Objective: Starting with the line that contains "trace green shrub" and going on through the line that contains "948 384 L 944", write those records out again, requests included, and add 97 to every coordinate in the path outlines.

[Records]
'''
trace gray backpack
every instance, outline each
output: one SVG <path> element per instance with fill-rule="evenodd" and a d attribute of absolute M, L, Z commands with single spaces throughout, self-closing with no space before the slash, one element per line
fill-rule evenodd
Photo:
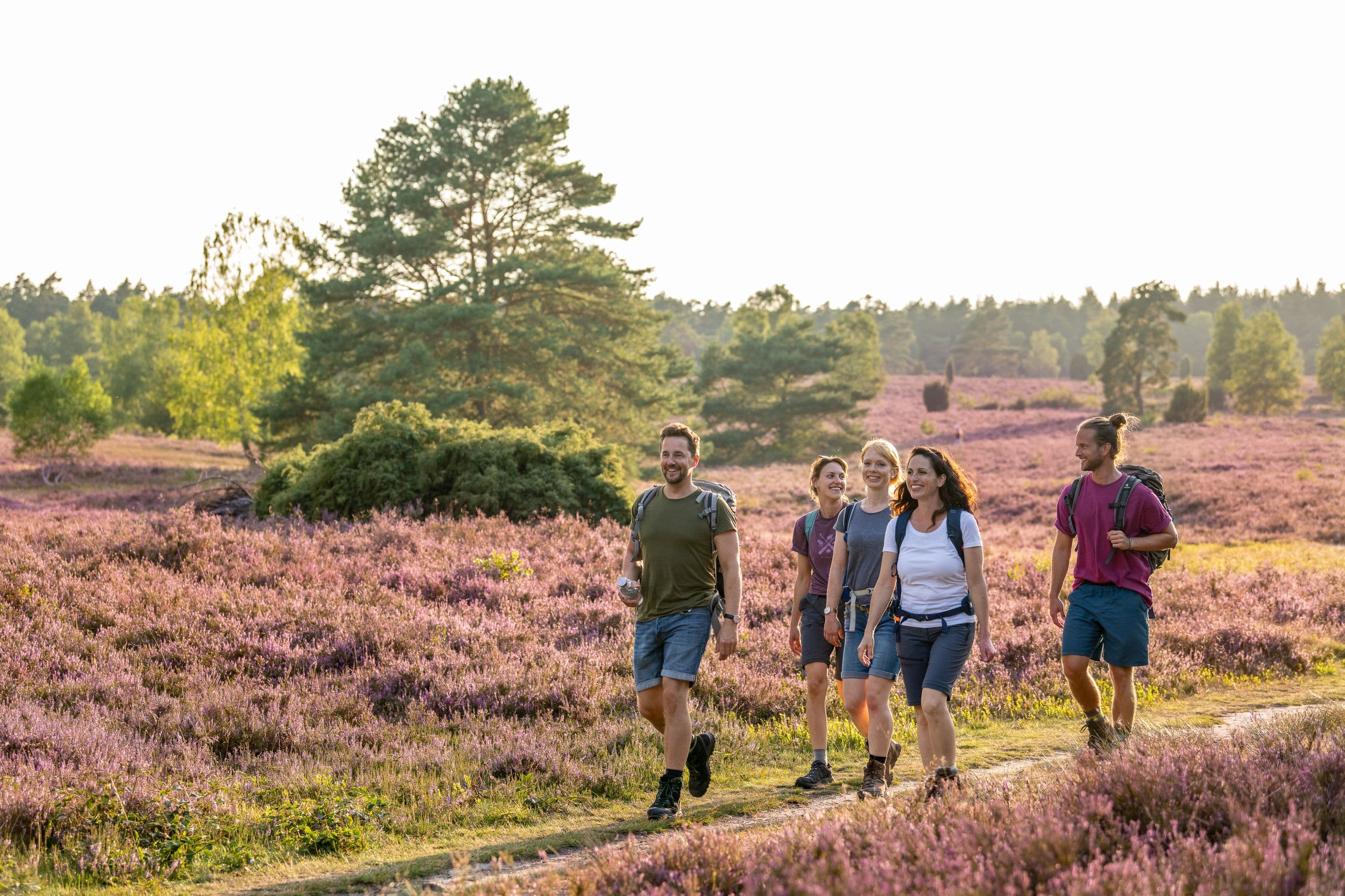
'''
'''
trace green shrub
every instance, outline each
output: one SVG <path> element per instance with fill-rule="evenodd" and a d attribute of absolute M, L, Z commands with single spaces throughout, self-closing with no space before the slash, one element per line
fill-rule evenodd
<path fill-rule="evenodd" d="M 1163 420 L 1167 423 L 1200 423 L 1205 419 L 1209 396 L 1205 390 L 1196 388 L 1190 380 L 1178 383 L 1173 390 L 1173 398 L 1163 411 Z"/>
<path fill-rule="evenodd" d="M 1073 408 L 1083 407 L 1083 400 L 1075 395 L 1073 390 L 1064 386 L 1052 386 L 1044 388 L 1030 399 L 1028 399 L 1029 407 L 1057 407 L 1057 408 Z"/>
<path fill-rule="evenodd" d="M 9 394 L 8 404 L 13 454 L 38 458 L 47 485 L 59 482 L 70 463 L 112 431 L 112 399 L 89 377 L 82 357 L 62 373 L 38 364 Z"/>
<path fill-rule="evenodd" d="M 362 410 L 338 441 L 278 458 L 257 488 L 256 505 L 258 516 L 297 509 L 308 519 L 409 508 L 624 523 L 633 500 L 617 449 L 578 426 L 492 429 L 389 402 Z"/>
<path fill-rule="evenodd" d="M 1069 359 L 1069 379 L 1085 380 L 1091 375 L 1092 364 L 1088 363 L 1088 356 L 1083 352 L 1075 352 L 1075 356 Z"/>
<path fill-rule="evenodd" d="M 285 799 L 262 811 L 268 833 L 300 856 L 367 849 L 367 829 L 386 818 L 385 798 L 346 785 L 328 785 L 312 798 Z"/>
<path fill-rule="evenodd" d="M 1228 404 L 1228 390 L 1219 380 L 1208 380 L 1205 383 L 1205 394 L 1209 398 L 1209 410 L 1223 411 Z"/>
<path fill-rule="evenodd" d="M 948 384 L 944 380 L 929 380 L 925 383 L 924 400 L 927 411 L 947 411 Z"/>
'''
Solution for this task:
trace green shrub
every instance, outline each
output: one SVG <path> element per instance with fill-rule="evenodd" and a d attribute of absolute M, L, Z commands with single spaces throughout, self-closing with no space before the slash, one element per line
fill-rule evenodd
<path fill-rule="evenodd" d="M 1260 517 L 1264 520 L 1297 520 L 1302 516 L 1306 493 L 1302 487 L 1293 485 L 1287 477 L 1275 480 L 1270 487 L 1270 495 L 1260 508 Z"/>
<path fill-rule="evenodd" d="M 1170 505 L 1180 504 L 1180 497 L 1172 492 L 1170 487 L 1161 483 L 1149 483 L 1141 485 L 1127 496 L 1125 496 L 1126 504 L 1154 504 L 1154 505 Z"/>
<path fill-rule="evenodd" d="M 106 491 L 105 501 L 110 551 L 135 555 L 144 582 L 156 579 L 167 560 L 209 528 L 209 496 L 186 474 L 179 454 L 159 470 L 135 461 Z"/>
<path fill-rule="evenodd" d="M 459 507 L 435 538 L 375 555 L 354 585 L 353 602 L 355 613 L 394 606 L 405 616 L 506 605 L 721 620 L 730 597 L 714 546 L 675 523 L 589 526 L 486 499 Z"/>
<path fill-rule="evenodd" d="M 1166 456 L 1166 476 L 1182 477 L 1188 472 L 1189 461 L 1185 460 L 1185 453 L 1180 449 L 1172 449 L 1172 453 Z"/>
<path fill-rule="evenodd" d="M 382 896 L 359 908 L 365 930 L 397 953 L 464 946 L 464 926 L 483 915 L 482 895 L 443 882 L 425 882 L 409 895 Z"/>
<path fill-rule="evenodd" d="M 1325 501 L 1325 487 L 1316 477 L 1305 477 L 1302 480 L 1302 491 L 1306 495 L 1306 507 L 1320 508 Z"/>
<path fill-rule="evenodd" d="M 1045 481 L 1041 477 L 1026 477 L 1022 480 L 1021 497 L 1024 508 L 1044 508 Z"/>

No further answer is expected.